I would argue that in the current political climate, the aims of Faslane Peace Camp are more relevant and wide reaching than ever. One of the key issues in the Scottish independence campaign has been Westminster’s decision to host nuclear weapons in Scotland. This has drawn attention to the Scrap Trident campaign as a whole, which has received support from a number of groups, including the SNP. Nuclear disarmament is no longer an abstract, idealist dream but a localised and very relevant issue regarding Scottish independence.
We are entering an era that has the potential to provoke significant changes in the societal perception of the culture of power politics. On April 1st 2013, the coalition government announced a radical austerity programme including budget cuts and welfare reforms that appear to target the poor and vulnerable. A few months prior, the MoD revealed Westminster’s plans to spend an excess of £35 billion on a renewed Trident programme in Scotland, which already costs £1.5 billion a year to maintain. Nuclear weapons are the diplomatic equivalent of a possessing a super-macho shiny piece of bling or expensive sports car to flaunt on the world stage. A superficial display of grandiosity akin to the peacock flaunting his eye-spotted tail. A redundant prop in the theatre of war. In the context of severe austerity, nuclear weapons start to look like more than just an ugly cold war relic or grotesque waste of billions. They become an icon for a culture of politics which prioritises the aggressive flaunting of privilege and wealth in the face of domestic poverty.

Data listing
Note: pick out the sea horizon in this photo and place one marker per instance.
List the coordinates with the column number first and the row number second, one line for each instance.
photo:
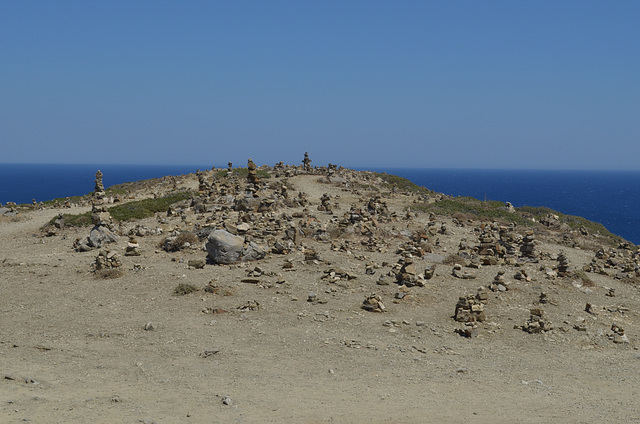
column 610, row 197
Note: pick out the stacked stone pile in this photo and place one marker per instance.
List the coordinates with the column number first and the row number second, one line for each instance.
column 470, row 308
column 107, row 259
column 537, row 322
column 564, row 270
column 101, row 233
column 528, row 247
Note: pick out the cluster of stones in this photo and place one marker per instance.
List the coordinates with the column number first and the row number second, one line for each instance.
column 499, row 283
column 101, row 233
column 373, row 303
column 470, row 311
column 107, row 259
column 325, row 203
column 133, row 247
column 407, row 274
column 510, row 242
column 528, row 246
column 622, row 263
column 617, row 334
column 537, row 322
column 564, row 269
column 489, row 244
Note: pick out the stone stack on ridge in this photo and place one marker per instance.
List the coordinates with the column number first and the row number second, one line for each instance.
column 101, row 233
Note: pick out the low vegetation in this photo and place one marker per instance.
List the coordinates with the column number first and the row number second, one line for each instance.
column 145, row 208
column 400, row 183
column 138, row 209
column 243, row 173
column 184, row 288
column 527, row 216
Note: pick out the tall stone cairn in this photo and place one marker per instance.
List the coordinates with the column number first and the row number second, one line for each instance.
column 528, row 247
column 99, row 213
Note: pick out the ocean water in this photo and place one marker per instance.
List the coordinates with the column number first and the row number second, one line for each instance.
column 20, row 183
column 609, row 197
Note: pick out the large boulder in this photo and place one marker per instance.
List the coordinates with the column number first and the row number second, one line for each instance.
column 225, row 248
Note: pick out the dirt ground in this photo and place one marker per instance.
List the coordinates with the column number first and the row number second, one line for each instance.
column 76, row 348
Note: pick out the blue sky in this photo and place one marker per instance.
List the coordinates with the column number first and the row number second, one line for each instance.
column 439, row 84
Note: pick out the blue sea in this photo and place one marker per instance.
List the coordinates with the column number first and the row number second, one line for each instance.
column 609, row 197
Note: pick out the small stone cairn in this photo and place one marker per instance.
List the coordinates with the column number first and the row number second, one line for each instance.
column 470, row 308
column 564, row 270
column 101, row 232
column 408, row 275
column 528, row 247
column 107, row 259
column 373, row 303
column 306, row 162
column 537, row 322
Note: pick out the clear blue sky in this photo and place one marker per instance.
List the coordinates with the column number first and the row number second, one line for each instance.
column 476, row 84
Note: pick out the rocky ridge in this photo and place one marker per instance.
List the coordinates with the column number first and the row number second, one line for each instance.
column 333, row 272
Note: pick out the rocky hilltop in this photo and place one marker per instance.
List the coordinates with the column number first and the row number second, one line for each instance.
column 312, row 294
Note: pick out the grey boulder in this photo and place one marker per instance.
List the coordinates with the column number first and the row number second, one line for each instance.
column 225, row 248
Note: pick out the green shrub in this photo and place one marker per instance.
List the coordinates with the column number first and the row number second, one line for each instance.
column 401, row 183
column 184, row 288
column 145, row 208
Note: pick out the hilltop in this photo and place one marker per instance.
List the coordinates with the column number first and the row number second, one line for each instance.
column 362, row 297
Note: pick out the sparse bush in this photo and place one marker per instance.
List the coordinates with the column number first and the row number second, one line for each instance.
column 179, row 242
column 147, row 207
column 108, row 273
column 184, row 288
column 582, row 276
column 401, row 183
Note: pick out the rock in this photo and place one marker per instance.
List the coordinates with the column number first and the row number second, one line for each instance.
column 373, row 303
column 225, row 248
column 196, row 263
column 101, row 235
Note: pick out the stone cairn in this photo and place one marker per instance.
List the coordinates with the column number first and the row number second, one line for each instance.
column 537, row 322
column 101, row 232
column 325, row 203
column 470, row 308
column 306, row 162
column 133, row 247
column 107, row 259
column 528, row 247
column 499, row 283
column 509, row 241
column 564, row 270
column 408, row 274
column 470, row 311
column 373, row 303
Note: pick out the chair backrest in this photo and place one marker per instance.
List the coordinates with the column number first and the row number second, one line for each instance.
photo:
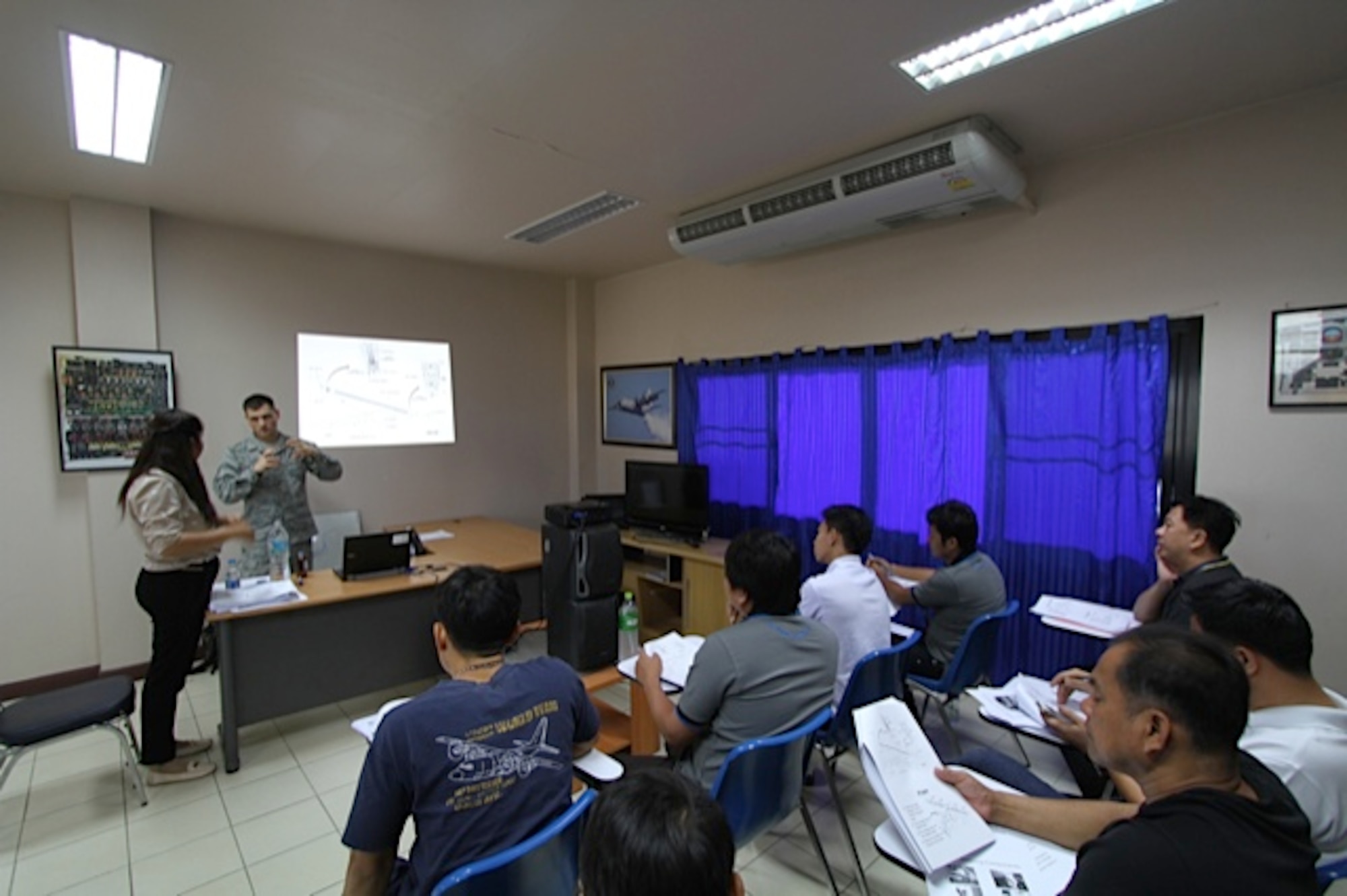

▶ **DIRECTIONS**
In the passage on Faslane Peace Camp above, write out the part that begins at the words "I would argue" and stops after "regarding Scottish independence.".

▶ **ANSWER**
I would argue that in the current political climate, the aims of Faslane Peace Camp are more relevant and wide reaching than ever. One of the key issues in the Scottish independence campaign has been Westminster’s decision to host nuclear weapons in Scotland. This has drawn attention to the Scrap Trident campaign as a whole, which has received support from a number of groups, including the SNP. Nuclear disarmament is no longer an abstract, idealist dream but a localised and very relevant issue regarding Scottish independence.